> [EXCERPT TO READ]:
______
There is no way I could rely on something like that.
Am I the only one that thinks relying on something that has no source code is just asking for trouble and headaches in the future?
- tragomaskhalos 9 years ago
  
  Then there is the situation where, one day, your source code control system tells you there are no files .... because someone in the org you are working at figured noone was using the server and wiped it. This really happened on a job I was on. Luckily we still had source dotted around a dozen or so machines, at various levels of up-to-datedness, so it was possible (with a load of scripting code generating some helpful timeline pix) to forensically reconstruct not just the tip but a decent portion of the history too. Fun times.
- bartread 9 years ago
  
  No, you're not the only one. But, at the same time, it isn't always the absolute top priority. Right now I'm working on a couple of systems that have had a few mystery DLLs in them. Not necessarily anything lacking source code - it's around "somewhere" - but certainly things we've lacked the immediate capability to rebuild.
  But those DLLs aren't the only, or the biggest, problems with the systems. Hence finding the source and building them from it isn't necessarily the top priority, although we are progressively doing exactly this.
bearbearbear 9 years ago
> They spent a decade linking in object code for which there was no corresponding source code.
How would you go an entire decade without noticing this?
Wouldn't you have to use that missing source code for something within ten years?
______
> [EXERCISE INSTRUCTIONS]:
According to the forum thread, why did a source code control system one day report that there were no files?

> [MATERIAL PROVIDED]:
______
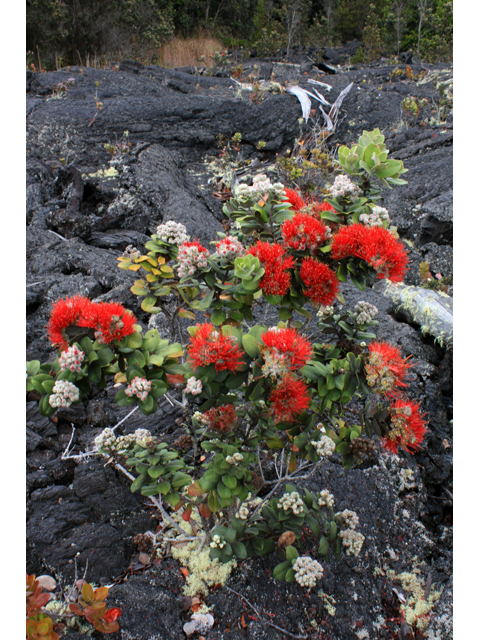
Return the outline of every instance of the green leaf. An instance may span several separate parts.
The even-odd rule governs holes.
[[[258,347],[257,340],[248,333],[242,338],[242,346],[251,358],[256,358],[258,355],[260,355],[260,349]]]
[[[285,555],[289,562],[295,562],[295,560],[298,558],[298,551],[295,549],[295,547],[292,547],[292,545],[288,545],[288,547],[285,549]]]

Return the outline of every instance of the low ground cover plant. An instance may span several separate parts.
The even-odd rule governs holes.
[[[167,221],[147,253],[130,247],[119,258],[142,276],[132,292],[145,312],[163,313],[173,343],[143,331],[120,304],[75,296],[52,310],[58,358],[27,363],[27,391],[47,416],[92,384],[122,385],[116,402],[145,415],[168,394],[193,453],[182,457],[145,429],[105,429],[98,452],[129,469],[132,491],[155,500],[176,535],[184,533],[177,516],[195,522],[197,534],[184,539],[209,545],[211,559],[276,551],[274,576],[306,588],[326,570],[312,555],[357,556],[364,536],[354,511],[335,511],[328,488],[308,491],[304,481],[335,453],[350,469],[377,441],[392,453],[415,451],[426,430],[405,394],[410,362],[372,332],[377,309],[335,306],[347,278],[360,290],[377,278],[402,281],[406,247],[378,201],[382,187],[405,184],[405,169],[388,158],[378,129],[340,147],[338,158],[342,173],[323,201],[250,176],[234,186],[225,232],[210,247]],[[258,320],[275,311],[268,326]],[[196,324],[185,332],[181,319]],[[319,332],[328,343],[314,341]],[[172,383],[183,385],[180,400]],[[345,418],[352,400],[363,402],[354,423]]]

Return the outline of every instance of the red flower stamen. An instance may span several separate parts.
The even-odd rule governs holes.
[[[239,371],[243,366],[242,355],[236,338],[224,336],[211,323],[197,325],[188,348],[188,361],[197,367],[215,365],[215,371]]]
[[[315,258],[305,258],[302,261],[300,278],[305,285],[303,294],[314,304],[332,304],[340,289],[335,272]]]
[[[309,406],[307,386],[293,376],[282,378],[270,394],[270,413],[275,423],[292,422]]]
[[[383,227],[352,224],[342,227],[332,241],[332,258],[349,256],[365,260],[379,278],[401,282],[407,271],[408,257],[404,245]]]
[[[298,191],[294,191],[293,189],[285,189],[285,195],[287,196],[288,202],[292,205],[292,209],[294,211],[300,211],[305,206],[305,200],[298,193]]]
[[[297,213],[292,220],[286,220],[282,225],[282,236],[286,247],[315,252],[327,235],[327,228],[311,215]]]
[[[397,387],[406,387],[404,378],[412,365],[400,355],[400,350],[387,342],[371,342],[365,363],[368,385],[377,393],[394,395]]]
[[[264,294],[284,296],[292,282],[292,276],[287,269],[295,266],[295,259],[286,255],[282,245],[269,244],[261,240],[250,247],[247,253],[256,256],[265,268],[265,275],[260,280],[260,288],[263,289]]]
[[[295,329],[269,329],[260,346],[265,376],[284,377],[303,367],[313,355],[312,345]]]
[[[381,440],[383,448],[395,454],[399,447],[410,452],[421,449],[427,429],[420,405],[397,399],[390,406],[390,416],[392,428]]]

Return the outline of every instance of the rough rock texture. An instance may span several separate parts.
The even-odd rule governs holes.
[[[292,61],[251,60],[244,64],[245,73],[257,64],[266,79],[274,72],[279,82],[288,79],[311,88],[307,78],[319,78],[311,59]],[[219,153],[219,134],[231,138],[241,132],[247,158],[259,157],[256,145],[265,141],[263,159],[270,162],[299,135],[301,108],[294,96],[265,94],[257,103],[228,77],[188,71],[124,61],[106,70],[71,67],[27,74],[28,360],[54,359],[45,324],[52,302],[66,295],[117,300],[147,325],[148,315],[130,292],[135,275],[119,270],[117,257],[130,244],[142,249],[157,225],[168,219],[183,222],[203,242],[214,238],[223,214],[207,181],[209,163]],[[392,80],[391,71],[378,65],[337,69],[320,79],[332,85],[329,100],[354,83],[332,149],[378,127],[392,156],[409,170],[408,185],[385,192],[384,206],[409,242],[406,283],[419,285],[422,260],[432,273],[452,273],[452,125],[402,125],[405,97],[438,96],[432,82]],[[413,65],[413,71],[419,73],[420,66]],[[65,96],[55,98],[52,86],[71,77],[75,82]],[[117,143],[125,130],[131,153],[110,163],[104,145]],[[412,571],[424,582],[431,574],[432,591],[443,588],[443,594],[432,610],[429,630],[422,635],[413,624],[410,637],[452,637],[452,352],[422,336],[375,288],[359,292],[347,284],[342,291],[348,308],[362,299],[375,304],[380,310],[378,338],[413,356],[409,391],[428,414],[427,446],[414,457],[398,459],[377,452],[349,473],[338,459],[329,461],[308,486],[328,488],[340,510],[358,512],[359,529],[366,536],[364,553],[326,566],[322,583],[308,594],[296,583],[273,580],[275,556],[239,563],[227,586],[263,618],[256,620],[253,609],[231,591],[213,590],[206,601],[214,605],[216,623],[204,634],[207,640],[281,637],[264,620],[312,640],[402,637],[400,600],[393,589],[405,593],[398,576]],[[159,328],[164,330],[161,320]],[[87,451],[97,433],[127,415],[127,409],[114,404],[114,395],[109,387],[53,419],[39,416],[34,394],[28,398],[27,571],[51,573],[71,583],[75,564],[82,574],[88,561],[90,581],[108,583],[128,575],[109,597],[110,606],[122,608],[121,631],[112,637],[181,638],[189,616],[182,613],[184,579],[178,563],[165,557],[158,566],[140,572],[137,567],[135,575],[128,571],[136,562],[133,536],[157,526],[148,501],[132,495],[129,482],[105,461],[62,460],[72,425],[71,445]],[[171,443],[183,432],[178,418],[181,413],[164,401],[150,418],[132,415],[122,430],[148,428]],[[312,541],[305,540],[305,551],[311,547]],[[72,632],[69,637],[79,636]]]

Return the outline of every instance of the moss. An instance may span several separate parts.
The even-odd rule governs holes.
[[[189,542],[185,547],[172,547],[172,557],[178,560],[189,571],[187,583],[183,589],[186,596],[208,594],[208,587],[216,584],[224,585],[232,569],[237,566],[235,560],[220,563],[216,558],[210,559],[210,548],[206,547],[200,553],[200,542]]]

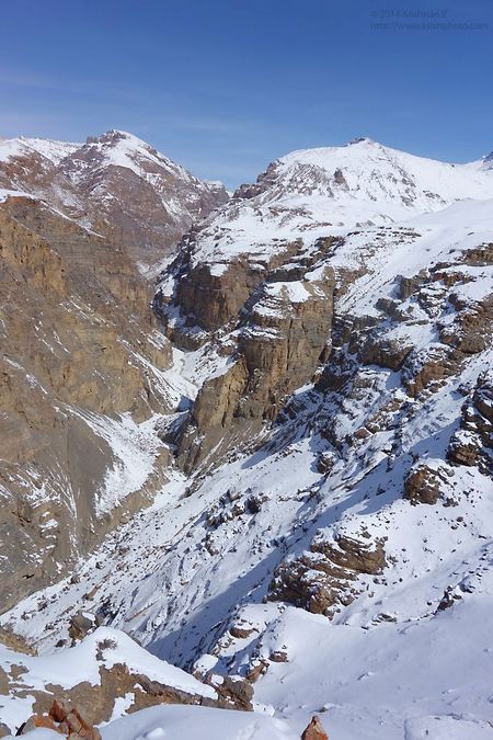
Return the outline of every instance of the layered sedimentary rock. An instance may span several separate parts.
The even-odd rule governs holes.
[[[0,204],[0,257],[7,608],[149,500],[159,446],[149,437],[139,480],[115,451],[129,454],[137,423],[165,409],[158,376],[171,350],[129,259],[43,203]]]
[[[0,187],[45,200],[134,259],[162,258],[194,221],[228,200],[131,134],[111,130],[85,144],[0,141]]]

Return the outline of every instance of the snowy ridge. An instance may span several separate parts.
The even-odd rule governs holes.
[[[273,356],[276,369],[293,350],[283,320],[314,331],[333,280],[331,337],[274,421],[266,413],[256,435],[241,437],[237,417],[253,407],[240,401],[223,423],[226,447],[218,453],[215,440],[186,475],[176,456],[153,504],[80,561],[76,579],[2,616],[56,657],[84,603],[204,681],[238,676],[254,690],[253,717],[153,708],[103,728],[103,738],[179,740],[200,722],[210,740],[294,740],[314,713],[331,740],[491,736],[485,160],[446,164],[368,139],[293,152],[185,240],[188,261],[164,265],[172,331],[195,318],[195,304],[185,314],[172,301],[197,266],[208,269],[218,304],[229,298],[229,271],[243,280],[239,258],[253,267],[248,280],[262,275],[231,320],[192,327],[198,349],[173,348],[161,382],[175,406],[156,423],[171,459],[183,439],[193,446],[208,431],[193,425],[204,387],[213,415],[221,382],[229,401],[231,371],[256,361],[249,401],[264,365]],[[291,261],[277,263],[293,242]]]
[[[482,161],[448,164],[370,139],[346,147],[301,149],[273,162],[257,183],[242,186],[200,230],[194,263],[236,257],[268,260],[286,242],[307,246],[351,228],[381,226],[438,212],[456,201],[493,197]]]

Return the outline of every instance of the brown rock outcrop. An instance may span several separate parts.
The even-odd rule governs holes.
[[[426,464],[412,468],[404,478],[404,499],[412,504],[433,504],[440,498],[440,479]]]
[[[276,569],[270,601],[332,617],[337,606],[347,606],[358,594],[360,574],[375,576],[386,567],[383,543],[339,536],[334,542],[316,538],[300,558],[285,560]]]
[[[21,137],[18,149],[0,160],[1,187],[44,198],[147,264],[228,201],[222,185],[198,180],[125,132],[82,145],[46,141],[39,150]]]
[[[142,421],[165,410],[148,367],[165,367],[171,348],[153,326],[149,287],[131,261],[46,205],[16,197],[0,204],[0,261],[7,610],[59,577],[58,567],[90,550],[123,511],[150,500],[161,474],[98,513],[115,465],[98,420],[130,413]]]
[[[317,715],[312,717],[311,722],[301,735],[301,740],[329,740],[329,736],[323,729],[320,717]]]

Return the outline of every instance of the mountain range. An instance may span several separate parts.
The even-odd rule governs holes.
[[[9,730],[490,737],[492,155],[229,196],[108,132],[0,187]]]

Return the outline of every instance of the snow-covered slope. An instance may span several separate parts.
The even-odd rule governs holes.
[[[331,740],[489,737],[486,163],[294,152],[188,235],[156,300],[180,344],[169,482],[3,622],[51,652],[84,604],[206,682],[250,682],[272,737],[314,713]],[[196,727],[159,711],[173,740]]]
[[[283,243],[389,225],[465,198],[493,197],[488,158],[449,164],[356,139],[345,147],[301,149],[243,185],[200,230],[195,263],[234,257],[265,260]],[[216,266],[216,271],[219,267]]]

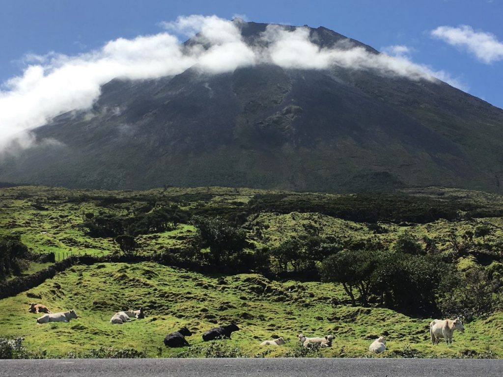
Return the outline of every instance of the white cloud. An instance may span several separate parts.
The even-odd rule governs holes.
[[[13,138],[22,146],[29,145],[33,142],[27,133],[30,130],[61,113],[91,108],[101,85],[116,77],[155,78],[178,74],[192,66],[217,74],[265,63],[285,68],[371,69],[412,80],[449,79],[444,72],[413,63],[405,46],[394,46],[390,51],[395,56],[369,52],[348,41],[320,48],[310,39],[307,28],[287,30],[270,26],[257,45],[250,46],[241,36],[242,22],[191,16],[162,23],[167,30],[196,36],[199,44],[184,45],[165,32],[119,38],[99,50],[72,56],[54,52],[27,56],[23,74],[4,83],[5,89],[0,90],[0,149]]]
[[[471,26],[460,25],[457,28],[440,26],[432,31],[431,35],[452,46],[466,48],[484,63],[503,60],[503,42],[490,33],[475,31]]]
[[[381,51],[392,56],[403,56],[410,55],[412,49],[403,45],[394,45],[383,47]]]

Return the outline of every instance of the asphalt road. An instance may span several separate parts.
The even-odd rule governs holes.
[[[455,359],[51,359],[0,360],[0,377],[501,377],[503,360]]]

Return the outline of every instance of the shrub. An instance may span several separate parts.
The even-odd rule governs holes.
[[[214,340],[209,342],[207,346],[189,347],[177,355],[177,357],[249,357],[249,355],[243,353],[237,347],[227,344],[225,341]]]
[[[501,282],[496,274],[490,272],[476,266],[445,280],[442,290],[449,294],[443,295],[440,300],[442,314],[469,322],[503,307]]]
[[[21,242],[21,236],[0,237],[0,280],[11,274],[21,272],[21,259],[28,255],[28,249]]]
[[[321,275],[325,281],[341,283],[356,305],[354,290],[360,294],[362,305],[368,304],[372,274],[378,261],[378,253],[368,250],[343,250],[326,258],[321,266]]]

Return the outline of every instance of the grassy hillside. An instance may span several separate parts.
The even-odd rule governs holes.
[[[455,334],[451,346],[434,346],[428,333],[430,319],[381,308],[334,306],[332,299],[345,300],[341,290],[329,284],[280,283],[254,274],[205,275],[152,263],[78,266],[0,301],[0,310],[9,313],[0,319],[0,333],[23,336],[29,350],[46,350],[50,357],[101,346],[131,347],[151,357],[161,347],[162,356],[167,357],[187,349],[166,349],[162,340],[167,333],[187,326],[194,333],[188,338],[191,344],[207,346],[201,338],[204,331],[235,319],[241,330],[222,341],[249,355],[263,352],[260,342],[277,336],[287,343],[267,355],[284,355],[297,348],[299,332],[334,335],[333,346],[321,350],[326,357],[370,356],[369,345],[383,333],[388,334],[384,357],[463,357],[491,354],[488,351],[503,355],[503,315],[467,325],[464,334]],[[37,324],[38,315],[27,312],[34,300],[54,311],[74,308],[80,318],[69,323]],[[140,305],[149,308],[145,319],[123,325],[109,322],[123,307]]]
[[[72,254],[119,253],[113,237],[89,235],[85,222],[108,215],[136,221],[174,205],[190,216],[218,215],[233,222],[245,232],[250,252],[313,235],[344,248],[388,249],[406,233],[423,248],[432,241],[436,252],[460,271],[482,265],[496,274],[503,271],[501,197],[439,187],[373,197],[222,187],[144,192],[6,187],[0,189],[0,236],[19,234],[30,251],[53,252],[56,261]],[[411,222],[411,216],[417,221]],[[481,225],[489,234],[483,241],[474,237],[469,242],[466,232]],[[138,252],[183,255],[196,231],[188,218],[165,231],[139,234]],[[26,262],[23,273],[49,265]],[[276,265],[273,258],[273,272]],[[334,335],[333,346],[320,350],[327,357],[371,356],[369,345],[383,334],[388,347],[384,357],[503,357],[503,313],[498,310],[467,323],[464,334],[455,333],[452,346],[434,346],[428,330],[431,318],[379,307],[376,301],[369,307],[351,306],[342,286],[309,281],[317,276],[298,274],[296,279],[272,280],[254,271],[215,274],[208,266],[202,270],[209,273],[150,262],[74,265],[39,287],[0,300],[0,310],[9,314],[0,318],[0,336],[24,336],[29,351],[47,357],[83,355],[101,346],[132,347],[150,357],[204,356],[211,352],[202,333],[235,320],[241,330],[221,342],[225,354],[299,355],[296,337],[302,332]],[[38,315],[27,311],[33,301],[53,312],[74,309],[80,318],[38,325]],[[147,308],[145,319],[122,325],[109,322],[116,312],[140,306]],[[195,347],[166,349],[164,337],[183,326],[194,333],[188,340]],[[261,341],[277,336],[286,344],[265,352]]]

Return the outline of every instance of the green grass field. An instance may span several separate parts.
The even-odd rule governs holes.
______
> [COMPLETE RESPONSE]:
Someone in the organization decided no one was using the server and wiped it.